Text provided:
#####

# baby shower ideas



## OzarkHmsteaders (Jul 9, 2006)

I am looking for baby shower ideas,,,
any body have any?

actually, its for an HT shower.:sing:
details will come but I am searching for ideas today.
thanks all


----------



## Ninn (Oct 28, 2006)

How about a cake made from cloth diapers, with snappi's as decor? If it's a shower for an HTer, they may be thrilled with the idea of cloth dipes!


----------



## Wisconsin Ann (Feb 27, 2007)

heh. HT babyshower...kiddo(s) are going to get a lot of wonderous handmade items, I bet 

I'm fair on bridal shower ideas, but baby showers are WAY out of my league. There are a LOT of quilters online...perhaps put out a call to people for quilt blocks? something simple, like a 9square or maybe a star....If there are too many squares, pillows, bibs, cyclinders...all made out of the squares....


----------



## OzarkHmsteaders (Jul 9, 2006)

thanks ladies,



it is an ht baby shower for cricket,
for any of you that don't know she has a thread on here
shes having triplets!!!!!!!!!!!!!!!!!!
I am sure they will be very appreciative of any help they recieve

I am debating on a diaper cake, trying to locate things,etc.
there are so many things out there, 
I just don't know

there will be a post forthcoming with all the info for those here that want to help her and her family.

and b/c its a cya world,lol,,
she does know about this and is very excited.
thank you all again


----------



## Ninn (Oct 28, 2006)

I can make booties!


----------



## OzarkHmsteaders (Jul 9, 2006)

thats great ninn,
and thank you.


----------



## KatSpradley (Nov 7, 2008)

Girls: pillowcase dresses. Make them a bit longer so they can keep wearing them.
Girls/Boys: minky tag blanket (use satin ribbon) -see Etsy for some good pics
Wooden toys-shakers, donuts
Sewn nursing pads, sewn baby shoes that kinda look like Robies
Stainless baby silverware 
Glass bottles um well I suppose you could breastfeed 3...WOW...I would be impressed...
cloth wipes, natural wipe solution/spray
baby soap
natural salve
Slings x 3 (yep you can wear two and spouse wears one or the other way around


----------



## Ninn (Oct 28, 2006)

I saw some great glass bottles at evil-mart today. They even come with cushioned insulators on the outside to keep the temps even and make them easier to hold.  I was actually kind of impressed to see that they had kept up with the trends!


----------



## Maura (Jun 6, 2004)

I've been waiting for this. I'm going to make her some all-in-ones.

#####

A run of rows

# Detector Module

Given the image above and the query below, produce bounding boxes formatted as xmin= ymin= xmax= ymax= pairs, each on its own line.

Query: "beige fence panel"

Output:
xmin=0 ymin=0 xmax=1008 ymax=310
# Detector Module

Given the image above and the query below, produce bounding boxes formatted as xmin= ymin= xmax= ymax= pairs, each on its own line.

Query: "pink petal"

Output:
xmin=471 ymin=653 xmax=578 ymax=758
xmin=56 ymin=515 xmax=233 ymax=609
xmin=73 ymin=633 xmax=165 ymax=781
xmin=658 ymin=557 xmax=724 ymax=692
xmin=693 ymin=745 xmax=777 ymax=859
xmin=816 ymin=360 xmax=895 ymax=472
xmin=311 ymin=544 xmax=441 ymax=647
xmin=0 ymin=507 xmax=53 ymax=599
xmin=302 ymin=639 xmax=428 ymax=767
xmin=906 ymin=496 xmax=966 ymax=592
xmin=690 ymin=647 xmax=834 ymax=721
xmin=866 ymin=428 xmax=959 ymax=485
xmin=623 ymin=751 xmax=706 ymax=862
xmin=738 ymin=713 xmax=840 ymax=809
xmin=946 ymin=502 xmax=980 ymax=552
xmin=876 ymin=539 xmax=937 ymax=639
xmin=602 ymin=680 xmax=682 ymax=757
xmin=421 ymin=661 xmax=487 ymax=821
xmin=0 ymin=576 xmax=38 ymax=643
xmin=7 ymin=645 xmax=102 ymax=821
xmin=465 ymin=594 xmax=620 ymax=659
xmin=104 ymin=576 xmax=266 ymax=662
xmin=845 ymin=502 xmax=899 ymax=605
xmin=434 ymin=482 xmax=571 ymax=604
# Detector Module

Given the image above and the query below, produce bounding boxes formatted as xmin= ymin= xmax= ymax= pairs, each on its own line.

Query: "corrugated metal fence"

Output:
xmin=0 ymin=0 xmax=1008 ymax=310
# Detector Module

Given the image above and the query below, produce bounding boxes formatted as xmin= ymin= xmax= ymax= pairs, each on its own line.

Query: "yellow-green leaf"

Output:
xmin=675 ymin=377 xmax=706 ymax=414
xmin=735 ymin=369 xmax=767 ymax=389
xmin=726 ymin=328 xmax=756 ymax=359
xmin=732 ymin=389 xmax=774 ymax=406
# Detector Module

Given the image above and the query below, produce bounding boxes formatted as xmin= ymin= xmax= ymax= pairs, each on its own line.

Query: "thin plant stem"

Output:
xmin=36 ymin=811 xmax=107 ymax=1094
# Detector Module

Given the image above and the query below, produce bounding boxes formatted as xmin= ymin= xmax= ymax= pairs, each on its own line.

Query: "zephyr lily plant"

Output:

#####

What the task asks:
Could you carry the forum thread on baby shower ideas forward, picking up right after its last post?

Result of this task:
I was told by DD who is expecting her 3rd this summer that the best bottles are from The First Year, breastflow. The nipple is made so that the baby has to suck and press at the same time (or something?), just like on the breast. The baby(ies) can go back and forth from breast to bottle. They are sold at www.learningcurve.com, as are BPA free plastic bottles. I ordered some for her because she will pump when she goes back to work. They are not cheap, but will last (I have a feeling quality will be important with THREE babies)


----------



## OzarkHmsteaders (Jul 9, 2006)

maura, my daughter used those bottles with hers, 
she loved them too

I am finding all kinds of ideas
its always so fun when it comes to babies

just fyi.... the thread about this has been somewhat updated
on melissas forum.:sing:


----------



## tinytaylorranch (Apr 29, 2009)

I think it's fun to tie a quilt at the shower. All the ladies visit and laugh while making something special for the little one.


----------



## tinytaylorranch (Apr 29, 2009)

Also, a Dr. Spock book. Everyone needs one.


----------



## Kay in Carlisle (Oct 20, 2002)

This is one gift that was recently given at a baby shower (mother-to-be is having twins -1st time around). 

She was given a basket with thank you notes. Each guest at the shower was to address their card and place a stamp on it (stamps were in the basket). 

This gave the m-t-b a current address and a card ready to go when she completed the personal note.

This would also work for a bridal shower... 

Kay in Carlisle


----------



## OzarkHmsteaders (Jul 9, 2006)

my daughter did that for my daughter-in-law..
she loved it.

great idea though,
thanks for the reminder


----------



## shepmom (May 29, 2003)

Not a good day for me, forgive the short post.

I will make Cricket something for the triplets. Just let me know where to send items.
Lordy, threee at once.


----------



## mustangsally17 (Nov 3, 2007)

http://tipnut.com/projects-baby/
$# project ideas and patterns


----------



## mustangsally17 (Nov 3, 2007)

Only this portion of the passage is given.